What you should do:
From the first line to the last, reproduce the data exactly.

The input:
::::::::::

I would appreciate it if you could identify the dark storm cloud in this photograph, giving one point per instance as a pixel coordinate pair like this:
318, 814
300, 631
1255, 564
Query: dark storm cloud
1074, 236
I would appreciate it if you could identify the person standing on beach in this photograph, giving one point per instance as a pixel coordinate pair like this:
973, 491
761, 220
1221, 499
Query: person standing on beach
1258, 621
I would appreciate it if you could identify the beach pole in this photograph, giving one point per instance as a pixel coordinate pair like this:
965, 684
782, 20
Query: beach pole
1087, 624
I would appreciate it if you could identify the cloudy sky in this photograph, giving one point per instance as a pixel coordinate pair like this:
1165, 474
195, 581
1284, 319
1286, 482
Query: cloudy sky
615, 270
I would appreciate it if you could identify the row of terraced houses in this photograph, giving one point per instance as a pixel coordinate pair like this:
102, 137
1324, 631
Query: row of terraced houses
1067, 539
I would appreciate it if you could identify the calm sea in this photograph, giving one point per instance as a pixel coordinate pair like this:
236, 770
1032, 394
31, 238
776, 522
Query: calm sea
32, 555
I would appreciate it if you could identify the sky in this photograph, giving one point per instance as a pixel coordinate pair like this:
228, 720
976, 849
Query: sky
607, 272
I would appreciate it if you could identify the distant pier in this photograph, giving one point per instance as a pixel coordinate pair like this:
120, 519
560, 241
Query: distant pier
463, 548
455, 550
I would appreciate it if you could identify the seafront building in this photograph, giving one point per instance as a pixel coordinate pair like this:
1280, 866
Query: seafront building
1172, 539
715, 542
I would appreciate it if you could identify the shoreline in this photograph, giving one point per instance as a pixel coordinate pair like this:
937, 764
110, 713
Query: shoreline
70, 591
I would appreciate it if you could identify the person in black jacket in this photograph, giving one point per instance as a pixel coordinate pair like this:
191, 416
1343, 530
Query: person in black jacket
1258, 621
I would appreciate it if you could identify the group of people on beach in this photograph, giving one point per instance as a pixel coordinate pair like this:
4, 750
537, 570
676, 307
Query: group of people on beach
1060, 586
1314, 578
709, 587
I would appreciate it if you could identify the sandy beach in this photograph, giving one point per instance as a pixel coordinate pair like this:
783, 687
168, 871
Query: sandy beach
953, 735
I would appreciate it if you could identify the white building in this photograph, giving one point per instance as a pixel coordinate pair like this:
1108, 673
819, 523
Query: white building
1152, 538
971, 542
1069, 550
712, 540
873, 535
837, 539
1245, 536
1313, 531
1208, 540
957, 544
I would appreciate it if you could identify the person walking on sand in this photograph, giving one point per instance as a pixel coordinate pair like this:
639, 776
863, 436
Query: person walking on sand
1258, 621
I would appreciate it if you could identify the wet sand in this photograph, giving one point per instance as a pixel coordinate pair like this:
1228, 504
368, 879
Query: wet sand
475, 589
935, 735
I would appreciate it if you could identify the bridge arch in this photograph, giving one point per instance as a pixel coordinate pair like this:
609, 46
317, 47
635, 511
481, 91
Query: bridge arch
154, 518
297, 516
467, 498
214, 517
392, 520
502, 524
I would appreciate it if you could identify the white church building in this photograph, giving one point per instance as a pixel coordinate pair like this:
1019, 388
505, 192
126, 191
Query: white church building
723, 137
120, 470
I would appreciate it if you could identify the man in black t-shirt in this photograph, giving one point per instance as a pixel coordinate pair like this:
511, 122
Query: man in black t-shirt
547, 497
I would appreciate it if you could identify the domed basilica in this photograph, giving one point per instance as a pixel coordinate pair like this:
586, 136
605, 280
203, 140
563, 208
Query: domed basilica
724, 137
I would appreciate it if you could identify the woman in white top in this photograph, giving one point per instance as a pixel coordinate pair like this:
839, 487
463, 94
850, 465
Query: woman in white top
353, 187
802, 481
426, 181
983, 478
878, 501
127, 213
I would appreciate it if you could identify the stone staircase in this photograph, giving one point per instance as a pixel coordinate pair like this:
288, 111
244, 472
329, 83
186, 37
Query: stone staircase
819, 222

::::::::::

Response below:
I would appreciate it if you could identify the dark storm cloud in this photograph, giving one point per instance as a pixel coordinate pair like this:
318, 814
300, 631
1255, 564
Query: dark storm cloud
1074, 236
I would appreciate it if you could identify the person standing on beach in this photograph, giving one point per instance as a pixel coordinate pair like this:
973, 491
761, 220
1221, 499
Query: person standing on beach
1258, 621
I would appreciate it if you could identify the beach pole in this photograph, giving one point per instance as a pixel coordinate pair like this:
965, 684
782, 20
Query: beach pole
1087, 624
I would appreciate it if you could identify the cloudy sky in this photograph, giving one point per instance as a pixel coordinate pair like this:
1165, 474
195, 581
1284, 319
1286, 482
Query: cloudy sky
615, 270
I would appreciate it if you could identify the row of terraced houses in this photograph, giving one point per instance as a pixel coordinate pair like this:
102, 137
1324, 631
Query: row of terraced houses
1067, 539
I would appreciate it if you could identify the calm sea in this photograph, giving one point per instance as a pixel coordinate pair like this:
236, 770
1032, 394
31, 238
776, 522
Query: calm sea
32, 555
I would appreciate it if you could identify the sky in this photograph, giving one point per instance as a pixel coordinate pair like this:
228, 720
976, 849
Query: sky
607, 272
I would appreciate it if you could identify the distant pier in this photograph, giving one point per instance as a pixel coordinate pair like this:
120, 519
560, 241
Query: distant pier
463, 548
455, 550
I would appreciate it if you could identify the seafront building in this photograph, giving one point per instance as a pixel coordinate pair like this:
1280, 866
Query: seafront building
1172, 539
715, 542
I would appreciate it if you could identify the shoreline in this photograph, giving one point per instance as a pixel coordinate pair like this:
937, 764
110, 713
Query: shoreline
70, 591
I would appreciate it if you could identify the person in black jacket in this photograph, giving one point per instance as a pixel coordinate pair like this:
191, 416
1343, 530
Query: person in black jacket
1258, 621
I would appreciate it if you could identify the group of people on beach in this photograph, giving one point per instance as a pixel coordinate pair like this:
4, 750
537, 570
676, 307
Query: group of people on beach
1060, 586
1314, 578
709, 587
I would appreciate it if you could identify the sandy beach in this photograph, giving one point per instance as a pixel coordinate pair like this:
783, 687
168, 871
Query: sandy beach
953, 735
I would appreciate it if you could identify the white building in this photograph, giving one point per instance as a pixel coordinate pair like this:
1108, 673
819, 523
Query: white building
1152, 538
971, 542
1069, 550
712, 540
873, 535
837, 539
1245, 536
1313, 531
1208, 540
957, 544
I would appreciate it if you could identify the person walking on sand in this photograph, giving one point per instance as a pixel coordinate pair like this:
639, 776
863, 436
Query: person walking on sand
1258, 621
I would appreciate it if you could identify the wet sand in this photograph, giving one point per instance as a pixel coordinate pair like this:
1228, 504
368, 879
Query: wet sand
475, 589
935, 735
I would appreciate it if you could identify the bridge arch in this photograph, giving one point per instance as a pixel coordinate pair like this:
609, 46
317, 47
635, 511
481, 91
Query: bridge arch
154, 518
297, 516
467, 498
214, 517
392, 520
502, 524
I would appreciate it if you could identify the white church building in this photograph, giving one point per instance as a pixel coordinate pair like this:
1019, 388
505, 192
126, 191
Query: white church building
723, 137
120, 470
I would appreciate it if you could identify the man in black t-shirt in this photograph, giving one point per instance as a pixel coordinate pair like this:
511, 122
Query: man in black t-shirt
547, 497
I would appreciate it if you could identify the domed basilica in this photograph, giving one point per instance as a pixel coordinate pair like this:
586, 136
605, 280
203, 140
563, 208
Query: domed basilica
724, 137
I would appreciate it if you could identify the woman in white top in this photograph, giving one point per instance as a pixel coordinate pair like this:
839, 487
463, 94
850, 465
Query: woman in white top
353, 187
802, 481
426, 181
983, 478
878, 501
127, 213
I would appreciate it if you could identify the stone staircase in this photograph, giving one point per instance as a pixel coordinate pair like this:
288, 111
244, 472
329, 83
186, 37
Query: stone staircase
819, 222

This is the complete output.